> **Extrait**
►

Suivi et pérennisation

Si le dossier est accepté, un engagement est pris entre le bénéficiaire, l'opérateur chargé du suivi et l'OFII. Son financement est alors débloqué. Les sommes ne sont jamais attribuées directement au bénéficiaire mais toujours médiatisées via l'opérateur qui se charge de l'achat des équipements, sur les recommandations du demandeur. Des vaches pour une exploitation agricole, du four à pain s'il s'agit d'une boulangerie. Cet opérateur est ensuite mandaté pour une période de monitoring de douze mois au cours de laquelle il va suivre l'implantation et l'évolution des projets. L'OFII, de son côté, mène de fréquentes visites d'évaluation et de contrôle. « À ce jour, nous n'avons jamais eu de surprise, tous les engagements sont respectés », se félicite Hugues Gebhardt, directeur de la mission OFII pour le Caucase. « Un audit que nous avons mené récemment montre même que 95 % des projets que nous avons financé sont toujours actifs au bout de cinq ans. »

Ce succès pousse aujourd'hui l'OFII à réfléchir au développement et à l'amélioration des performances de ces micro-entreprises, au-delà de leurs douze mois de prise en charge. Il s'agirait de passer le relais aux dispositifs qui existent en Arménie, ceux de la fondation ACBA par exemple, qui leur permettraient d'avoir accès aux nouvelles techniques, agricoles notamment, et à une formation perfectionnante dans chacun de ces domaines. Une convention en ce sens est d'ailleurs en cours de discussion avec le ministère arménien du travail.

Les formations professionnelles les plus recherchées concernent les domaines de l'esthétique, la cosmétologie ou la cuisine mais aussi la linguistique, l'informatique, la comptabilité ou la gestion. Pour la création de micro-entreprise, 40 à 50 % des projets concernent l'agriculture, dans les régions d'Ararat et d'Armavir principalement, d'Aragatsotn, et dans une moindre mesure de Kotaïk ou de Shirak. Gyumri, Bdjni et bien sûr Erevan centralisent l'essentiel des autres demandes, dans l'industrie manufacturière, le commerce et les services, l'hébergement et la restauration. Les populations des régions éloignées comme celles de Syunik ou de Lori ne partent pas en Europe, elles visent plutôt des emplois saisonniers, en Russie, pour la bonne raison semble-t-il, que leurs moyens financiers ne leur laissent pas d'autre option. Encore une fois, un voyage en Europe coûte très cher.

◄

> **Travail à faire**
Recopiez le passage de l'extrait qui commence à « Les formations professionnelles » et se termine à « coûte très cher. ». Les entrées ci-après forment un matériau indépendant de l'extrait.

> **Entrées fournies**
►

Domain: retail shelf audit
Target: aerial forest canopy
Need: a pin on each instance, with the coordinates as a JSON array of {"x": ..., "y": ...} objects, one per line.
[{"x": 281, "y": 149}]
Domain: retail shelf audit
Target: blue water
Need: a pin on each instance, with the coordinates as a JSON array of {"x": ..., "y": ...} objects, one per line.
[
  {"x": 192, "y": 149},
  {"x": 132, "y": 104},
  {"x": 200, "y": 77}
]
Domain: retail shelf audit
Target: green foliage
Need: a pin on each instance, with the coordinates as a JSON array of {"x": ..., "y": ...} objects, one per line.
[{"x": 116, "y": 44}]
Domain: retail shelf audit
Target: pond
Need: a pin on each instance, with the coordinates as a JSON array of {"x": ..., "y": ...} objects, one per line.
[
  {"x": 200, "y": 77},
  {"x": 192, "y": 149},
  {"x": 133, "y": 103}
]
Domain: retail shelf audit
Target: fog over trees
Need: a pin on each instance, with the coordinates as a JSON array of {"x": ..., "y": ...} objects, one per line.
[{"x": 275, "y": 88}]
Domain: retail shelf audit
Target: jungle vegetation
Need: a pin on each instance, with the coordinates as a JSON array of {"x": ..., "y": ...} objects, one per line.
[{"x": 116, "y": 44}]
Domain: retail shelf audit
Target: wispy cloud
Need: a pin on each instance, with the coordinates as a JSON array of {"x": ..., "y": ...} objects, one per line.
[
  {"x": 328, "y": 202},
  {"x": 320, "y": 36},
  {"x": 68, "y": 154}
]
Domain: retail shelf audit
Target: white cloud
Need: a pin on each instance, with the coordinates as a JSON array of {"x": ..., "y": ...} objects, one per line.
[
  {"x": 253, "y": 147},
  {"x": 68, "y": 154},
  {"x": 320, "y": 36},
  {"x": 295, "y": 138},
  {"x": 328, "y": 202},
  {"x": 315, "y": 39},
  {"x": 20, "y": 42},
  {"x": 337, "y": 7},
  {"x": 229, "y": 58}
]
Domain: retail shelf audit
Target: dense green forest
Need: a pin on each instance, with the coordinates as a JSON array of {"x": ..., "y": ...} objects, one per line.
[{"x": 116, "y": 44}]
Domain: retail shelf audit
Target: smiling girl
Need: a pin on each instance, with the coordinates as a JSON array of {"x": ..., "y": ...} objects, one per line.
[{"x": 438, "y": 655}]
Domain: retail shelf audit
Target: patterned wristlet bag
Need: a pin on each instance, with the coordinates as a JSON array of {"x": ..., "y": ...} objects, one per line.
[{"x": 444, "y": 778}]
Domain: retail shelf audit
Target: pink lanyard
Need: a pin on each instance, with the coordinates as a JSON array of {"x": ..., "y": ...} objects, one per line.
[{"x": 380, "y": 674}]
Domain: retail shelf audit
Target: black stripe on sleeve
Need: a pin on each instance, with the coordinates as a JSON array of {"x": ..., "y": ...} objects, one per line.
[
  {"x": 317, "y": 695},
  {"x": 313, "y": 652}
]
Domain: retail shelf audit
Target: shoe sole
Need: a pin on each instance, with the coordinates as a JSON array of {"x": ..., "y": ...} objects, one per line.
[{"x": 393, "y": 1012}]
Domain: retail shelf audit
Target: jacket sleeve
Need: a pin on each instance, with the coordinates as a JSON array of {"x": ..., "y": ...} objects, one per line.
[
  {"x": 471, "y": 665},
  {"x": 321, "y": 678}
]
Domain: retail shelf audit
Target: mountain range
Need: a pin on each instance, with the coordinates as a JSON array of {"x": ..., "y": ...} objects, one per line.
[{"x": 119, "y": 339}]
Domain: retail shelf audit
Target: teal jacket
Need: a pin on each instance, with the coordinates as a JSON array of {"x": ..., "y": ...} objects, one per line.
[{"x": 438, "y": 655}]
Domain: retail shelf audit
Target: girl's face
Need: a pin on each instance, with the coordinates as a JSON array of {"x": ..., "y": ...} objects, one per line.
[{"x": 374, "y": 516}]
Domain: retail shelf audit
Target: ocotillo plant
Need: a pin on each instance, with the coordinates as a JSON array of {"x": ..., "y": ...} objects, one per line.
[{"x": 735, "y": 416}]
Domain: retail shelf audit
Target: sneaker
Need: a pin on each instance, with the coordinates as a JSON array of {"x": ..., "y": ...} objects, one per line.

◄

> **Résultat de l'exercice**
Les formations professionnelles les plus recherchées concernent les domaines de l'esthétique, la cosmétologie ou la cuisine mais aussi la linguistique, l'informatique, la comptabilité ou la gestion. Pour la création de micro-entreprise, 40 à 50 % des projets concernent l'agriculture, dans les régions d'Ararat et d'Armavir principalement, d'Aragatsotn, et dans une moindre mesure de Kotaïk ou de Shirak. Gyumri, Bdjni et bien sûr Erevan centralisent l'essentiel des autres demandes, dans l'industrie manufacturière, le commerce et les services, l'hébergement et la restauration. Les populations des régions éloignées comme celles de Syunik ou de Lori ne partent pas en Europe, elles visent plutôt des emplois saisonniers, en Russie, pour la bonne raison semble-t-il, que leurs moyens financiers ne leur laissent pas d'autre option. Encore une fois, un voyage en Europe coûte très cher.